* [YOUR INSTRUCTIONS] Drop every picture. Return the rest of the entries exactly.

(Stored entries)

- Opening Delimiter -

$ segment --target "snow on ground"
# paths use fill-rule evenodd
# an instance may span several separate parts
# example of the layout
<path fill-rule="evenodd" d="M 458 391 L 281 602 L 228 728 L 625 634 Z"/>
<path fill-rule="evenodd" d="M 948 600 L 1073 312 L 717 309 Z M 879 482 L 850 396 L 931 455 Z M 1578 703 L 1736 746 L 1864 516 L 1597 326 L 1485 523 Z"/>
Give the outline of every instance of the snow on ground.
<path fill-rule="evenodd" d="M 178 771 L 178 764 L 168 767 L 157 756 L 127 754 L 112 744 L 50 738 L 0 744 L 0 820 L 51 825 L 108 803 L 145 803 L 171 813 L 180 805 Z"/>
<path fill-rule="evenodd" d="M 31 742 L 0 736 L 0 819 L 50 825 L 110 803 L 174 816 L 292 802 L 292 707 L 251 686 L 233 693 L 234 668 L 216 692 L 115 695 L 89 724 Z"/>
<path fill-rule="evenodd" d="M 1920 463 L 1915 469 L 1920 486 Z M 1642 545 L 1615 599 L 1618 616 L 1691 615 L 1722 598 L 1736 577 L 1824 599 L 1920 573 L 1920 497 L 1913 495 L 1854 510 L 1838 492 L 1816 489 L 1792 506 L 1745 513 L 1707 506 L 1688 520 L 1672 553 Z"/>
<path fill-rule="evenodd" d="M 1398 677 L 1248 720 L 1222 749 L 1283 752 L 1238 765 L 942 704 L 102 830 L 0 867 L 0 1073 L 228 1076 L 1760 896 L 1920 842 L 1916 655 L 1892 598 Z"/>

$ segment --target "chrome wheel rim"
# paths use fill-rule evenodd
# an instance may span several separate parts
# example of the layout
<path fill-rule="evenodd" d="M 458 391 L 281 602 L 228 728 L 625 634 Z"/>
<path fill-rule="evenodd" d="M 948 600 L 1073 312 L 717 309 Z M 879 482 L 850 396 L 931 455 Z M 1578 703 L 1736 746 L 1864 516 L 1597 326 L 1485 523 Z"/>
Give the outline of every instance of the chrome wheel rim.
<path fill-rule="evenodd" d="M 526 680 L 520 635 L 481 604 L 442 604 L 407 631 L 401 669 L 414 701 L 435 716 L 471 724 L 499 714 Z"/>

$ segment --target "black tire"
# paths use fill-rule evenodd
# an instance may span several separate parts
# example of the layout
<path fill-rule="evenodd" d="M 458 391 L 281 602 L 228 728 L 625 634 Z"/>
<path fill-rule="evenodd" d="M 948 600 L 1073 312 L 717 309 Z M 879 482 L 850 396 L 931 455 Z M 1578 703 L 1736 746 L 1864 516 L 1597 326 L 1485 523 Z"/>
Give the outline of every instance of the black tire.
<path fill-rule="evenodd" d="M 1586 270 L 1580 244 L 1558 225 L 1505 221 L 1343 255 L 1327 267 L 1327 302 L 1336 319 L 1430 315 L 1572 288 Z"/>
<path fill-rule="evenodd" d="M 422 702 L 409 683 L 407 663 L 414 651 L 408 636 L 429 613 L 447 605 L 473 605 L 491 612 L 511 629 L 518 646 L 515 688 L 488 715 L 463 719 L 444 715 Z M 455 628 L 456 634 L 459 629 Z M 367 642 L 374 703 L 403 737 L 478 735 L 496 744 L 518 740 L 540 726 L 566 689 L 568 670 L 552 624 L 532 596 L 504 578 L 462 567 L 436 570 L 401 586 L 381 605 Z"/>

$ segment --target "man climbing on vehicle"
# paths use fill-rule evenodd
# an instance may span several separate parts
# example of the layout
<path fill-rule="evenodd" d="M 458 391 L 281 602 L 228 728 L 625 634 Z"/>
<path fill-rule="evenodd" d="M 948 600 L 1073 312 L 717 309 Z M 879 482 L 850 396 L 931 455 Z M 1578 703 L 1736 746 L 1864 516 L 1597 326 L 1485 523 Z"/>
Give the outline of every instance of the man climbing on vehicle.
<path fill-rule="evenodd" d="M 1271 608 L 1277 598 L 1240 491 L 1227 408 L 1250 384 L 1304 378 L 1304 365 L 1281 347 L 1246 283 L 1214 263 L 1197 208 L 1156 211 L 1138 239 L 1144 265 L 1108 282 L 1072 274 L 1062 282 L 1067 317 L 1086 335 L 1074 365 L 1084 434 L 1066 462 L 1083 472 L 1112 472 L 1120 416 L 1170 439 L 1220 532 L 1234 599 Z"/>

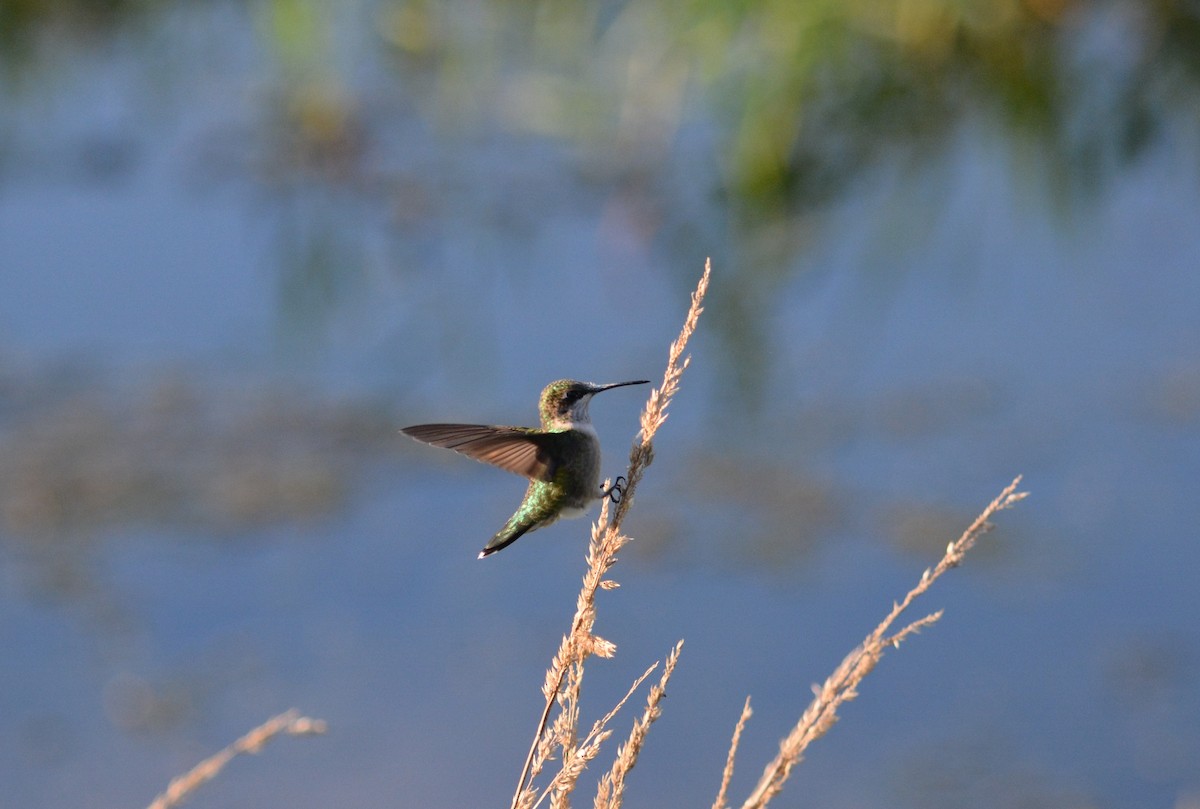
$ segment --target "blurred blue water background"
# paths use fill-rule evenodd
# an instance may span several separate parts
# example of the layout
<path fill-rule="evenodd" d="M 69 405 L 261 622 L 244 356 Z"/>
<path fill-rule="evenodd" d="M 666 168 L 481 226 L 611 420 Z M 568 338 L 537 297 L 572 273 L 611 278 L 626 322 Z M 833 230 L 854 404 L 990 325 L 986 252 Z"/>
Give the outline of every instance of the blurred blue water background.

- Closing Delimiter -

* [TASK RESULT]
$ segment --target "snow on ground"
# paths use fill-rule evenodd
# an instance may span several separate parts
# example of the layout
<path fill-rule="evenodd" d="M 458 391 L 281 602 L 228 728 L 625 634 Z"/>
<path fill-rule="evenodd" d="M 948 600 L 1073 312 L 717 309 Z M 879 482 L 850 396 L 931 455 Z M 1578 703 L 1736 746 L 1864 516 L 1597 326 L 1485 523 Z"/>
Give the outline of every instance of the snow on ground.
<path fill-rule="evenodd" d="M 178 771 L 178 764 L 168 767 L 157 756 L 127 754 L 112 744 L 50 738 L 0 744 L 0 820 L 51 825 L 108 803 L 145 803 L 171 813 L 180 805 Z"/>
<path fill-rule="evenodd" d="M 31 742 L 0 736 L 0 819 L 50 825 L 110 803 L 174 816 L 292 802 L 292 707 L 251 686 L 233 693 L 234 668 L 216 692 L 115 695 L 89 724 Z"/>
<path fill-rule="evenodd" d="M 1920 463 L 1915 469 L 1920 486 Z M 1642 545 L 1615 599 L 1618 616 L 1691 615 L 1722 598 L 1736 577 L 1824 599 L 1920 573 L 1920 497 L 1913 495 L 1854 510 L 1838 492 L 1816 489 L 1792 506 L 1745 513 L 1707 506 L 1688 520 L 1672 553 Z"/>
<path fill-rule="evenodd" d="M 1398 677 L 1248 720 L 1222 749 L 1283 752 L 1238 765 L 942 704 L 102 830 L 0 867 L 0 1073 L 228 1076 L 1760 896 L 1920 842 L 1916 655 L 1892 598 Z"/>

$ segment --target "chrome wheel rim"
# paths use fill-rule evenodd
# an instance may span several separate parts
# example of the layout
<path fill-rule="evenodd" d="M 458 391 L 281 602 L 228 728 L 625 634 Z"/>
<path fill-rule="evenodd" d="M 948 600 L 1073 312 L 717 309 Z M 879 482 L 850 396 L 931 455 Z M 1578 703 L 1736 746 L 1864 516 L 1597 326 L 1485 523 Z"/>
Give the outline of every instance of the chrome wheel rim.
<path fill-rule="evenodd" d="M 526 680 L 520 635 L 481 604 L 442 604 L 407 631 L 401 669 L 414 701 L 435 716 L 471 724 L 499 714 Z"/>

$ segment --target "black tire"
# paths use fill-rule evenodd
# an instance may span several separate parts
# example of the layout
<path fill-rule="evenodd" d="M 458 391 L 281 602 L 228 728 L 625 634 Z"/>
<path fill-rule="evenodd" d="M 948 600 L 1073 312 L 717 309 Z M 879 482 L 850 396 L 931 455 Z M 1578 703 L 1736 746 L 1864 516 L 1597 326 L 1485 523 Z"/>
Give the outline of every instance of the black tire.
<path fill-rule="evenodd" d="M 1586 270 L 1580 244 L 1558 225 L 1505 221 L 1343 255 L 1327 267 L 1327 302 L 1336 319 L 1430 315 L 1572 288 Z"/>
<path fill-rule="evenodd" d="M 422 702 L 409 683 L 407 663 L 414 651 L 408 636 L 429 613 L 447 605 L 473 605 L 491 612 L 511 629 L 518 646 L 515 688 L 488 715 L 463 719 L 444 715 Z M 455 628 L 456 634 L 459 629 Z M 367 642 L 374 703 L 403 737 L 478 735 L 496 744 L 518 740 L 540 726 L 566 689 L 568 670 L 552 624 L 532 596 L 504 578 L 462 567 L 436 570 L 401 586 L 381 605 Z"/>

$ segment --target "man climbing on vehicle"
# paths use fill-rule evenodd
# an instance may span several separate parts
# example of the layout
<path fill-rule="evenodd" d="M 458 391 L 281 602 L 228 728 L 625 634 Z"/>
<path fill-rule="evenodd" d="M 948 600 L 1073 312 L 717 309 Z M 879 482 L 850 396 L 931 455 Z M 1578 703 L 1736 746 L 1864 516 L 1597 326 L 1485 523 Z"/>
Give the outline of every instance of the man climbing on vehicle.
<path fill-rule="evenodd" d="M 1271 608 L 1277 598 L 1240 491 L 1227 408 L 1250 384 L 1304 378 L 1304 365 L 1281 347 L 1246 283 L 1214 263 L 1197 208 L 1156 211 L 1138 239 L 1144 265 L 1108 282 L 1072 274 L 1062 282 L 1067 317 L 1086 335 L 1074 365 L 1084 434 L 1066 462 L 1083 472 L 1112 472 L 1120 416 L 1170 439 L 1220 532 L 1234 599 Z"/>

$ segment --target "blurred blue water background"
# paths use fill-rule evenodd
# an instance may span several separate parts
# example of the layout
<path fill-rule="evenodd" d="M 69 405 L 261 622 L 244 356 Z"/>
<path fill-rule="evenodd" d="M 666 168 L 481 226 L 611 420 Z M 568 338 L 537 297 L 572 273 L 611 278 L 626 322 Z M 833 230 L 854 404 L 990 325 L 986 252 Z"/>
Give the outline of every instance of the blurred blue water background.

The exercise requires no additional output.